*** INFORMATION PROVIDED ***
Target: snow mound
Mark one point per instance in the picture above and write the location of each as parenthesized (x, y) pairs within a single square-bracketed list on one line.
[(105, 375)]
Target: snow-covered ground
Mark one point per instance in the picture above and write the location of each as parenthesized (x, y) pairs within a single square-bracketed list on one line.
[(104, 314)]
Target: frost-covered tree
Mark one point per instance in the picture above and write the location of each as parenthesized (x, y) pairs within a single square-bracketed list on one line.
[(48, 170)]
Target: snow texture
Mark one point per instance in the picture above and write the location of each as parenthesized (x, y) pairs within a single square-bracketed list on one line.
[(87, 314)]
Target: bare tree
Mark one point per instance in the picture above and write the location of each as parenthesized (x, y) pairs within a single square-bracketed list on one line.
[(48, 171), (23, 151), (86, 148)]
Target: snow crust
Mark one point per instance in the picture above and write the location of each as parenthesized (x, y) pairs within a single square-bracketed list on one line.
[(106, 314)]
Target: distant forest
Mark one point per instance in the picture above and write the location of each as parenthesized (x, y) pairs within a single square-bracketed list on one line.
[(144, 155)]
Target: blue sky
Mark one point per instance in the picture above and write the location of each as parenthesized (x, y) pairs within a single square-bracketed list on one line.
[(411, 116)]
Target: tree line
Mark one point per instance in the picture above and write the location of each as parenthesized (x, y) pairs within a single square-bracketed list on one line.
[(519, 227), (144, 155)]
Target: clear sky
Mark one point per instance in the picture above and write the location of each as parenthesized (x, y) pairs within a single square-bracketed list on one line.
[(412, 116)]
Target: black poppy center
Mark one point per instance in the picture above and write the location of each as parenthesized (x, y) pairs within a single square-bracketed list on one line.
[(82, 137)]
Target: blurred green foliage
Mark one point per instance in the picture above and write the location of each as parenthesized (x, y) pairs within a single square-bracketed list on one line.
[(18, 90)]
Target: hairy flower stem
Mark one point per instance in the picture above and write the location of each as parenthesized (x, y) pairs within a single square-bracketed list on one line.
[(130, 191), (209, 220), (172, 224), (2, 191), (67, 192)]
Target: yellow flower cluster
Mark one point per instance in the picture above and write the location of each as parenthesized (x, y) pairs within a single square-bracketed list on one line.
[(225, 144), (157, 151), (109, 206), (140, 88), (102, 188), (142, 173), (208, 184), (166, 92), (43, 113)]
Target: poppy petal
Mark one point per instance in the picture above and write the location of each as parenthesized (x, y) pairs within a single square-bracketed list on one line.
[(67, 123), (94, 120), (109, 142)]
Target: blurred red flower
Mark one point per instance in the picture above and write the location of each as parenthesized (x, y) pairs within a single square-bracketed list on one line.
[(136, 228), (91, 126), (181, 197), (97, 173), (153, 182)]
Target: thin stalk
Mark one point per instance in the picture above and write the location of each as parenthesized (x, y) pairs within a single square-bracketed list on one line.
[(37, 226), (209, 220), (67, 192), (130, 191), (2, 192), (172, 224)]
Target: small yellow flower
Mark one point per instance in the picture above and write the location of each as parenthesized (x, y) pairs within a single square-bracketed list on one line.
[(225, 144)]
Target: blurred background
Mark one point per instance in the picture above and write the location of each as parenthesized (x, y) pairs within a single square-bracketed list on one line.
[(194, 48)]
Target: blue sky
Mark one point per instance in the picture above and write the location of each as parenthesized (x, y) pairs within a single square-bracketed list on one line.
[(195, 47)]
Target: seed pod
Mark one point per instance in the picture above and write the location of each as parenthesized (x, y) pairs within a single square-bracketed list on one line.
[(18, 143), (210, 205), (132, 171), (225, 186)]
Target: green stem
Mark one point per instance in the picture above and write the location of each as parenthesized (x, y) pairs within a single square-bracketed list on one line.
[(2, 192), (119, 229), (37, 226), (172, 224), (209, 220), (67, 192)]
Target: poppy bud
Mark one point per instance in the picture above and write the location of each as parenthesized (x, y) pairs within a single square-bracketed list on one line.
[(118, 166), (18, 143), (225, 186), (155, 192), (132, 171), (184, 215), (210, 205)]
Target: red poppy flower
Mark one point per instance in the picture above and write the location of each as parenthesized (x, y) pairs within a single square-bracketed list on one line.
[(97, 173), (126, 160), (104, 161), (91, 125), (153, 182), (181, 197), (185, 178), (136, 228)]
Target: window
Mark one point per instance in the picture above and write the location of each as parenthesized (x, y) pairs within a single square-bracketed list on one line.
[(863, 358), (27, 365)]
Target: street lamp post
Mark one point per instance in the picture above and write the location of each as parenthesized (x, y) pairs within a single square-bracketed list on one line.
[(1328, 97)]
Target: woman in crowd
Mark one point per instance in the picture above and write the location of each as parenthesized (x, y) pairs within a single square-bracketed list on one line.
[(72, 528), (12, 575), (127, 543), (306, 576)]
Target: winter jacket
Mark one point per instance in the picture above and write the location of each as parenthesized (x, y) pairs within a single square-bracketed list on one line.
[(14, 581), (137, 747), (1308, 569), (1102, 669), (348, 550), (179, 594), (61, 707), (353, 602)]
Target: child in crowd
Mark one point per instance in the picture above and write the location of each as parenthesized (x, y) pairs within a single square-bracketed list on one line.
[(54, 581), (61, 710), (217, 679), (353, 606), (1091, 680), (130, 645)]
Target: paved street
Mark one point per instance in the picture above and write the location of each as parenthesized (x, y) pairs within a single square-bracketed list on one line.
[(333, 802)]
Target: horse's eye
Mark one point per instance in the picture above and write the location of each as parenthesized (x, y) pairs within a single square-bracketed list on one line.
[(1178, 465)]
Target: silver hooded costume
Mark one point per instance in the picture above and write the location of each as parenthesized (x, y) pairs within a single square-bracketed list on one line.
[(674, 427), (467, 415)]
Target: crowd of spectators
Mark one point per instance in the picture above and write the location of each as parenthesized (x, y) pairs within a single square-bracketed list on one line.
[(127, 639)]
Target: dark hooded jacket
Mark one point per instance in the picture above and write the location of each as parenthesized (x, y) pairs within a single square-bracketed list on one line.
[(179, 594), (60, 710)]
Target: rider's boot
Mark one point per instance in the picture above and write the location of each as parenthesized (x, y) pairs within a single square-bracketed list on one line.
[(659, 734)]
*** End of INFORMATION PROVIDED ***
Check every line above for the string "flower", and copy the ones that have it.

Target: hairy flower stem
Target: yellow flower cluster
Target: blurred red flower
Target: small yellow flower
Target: red poppy flower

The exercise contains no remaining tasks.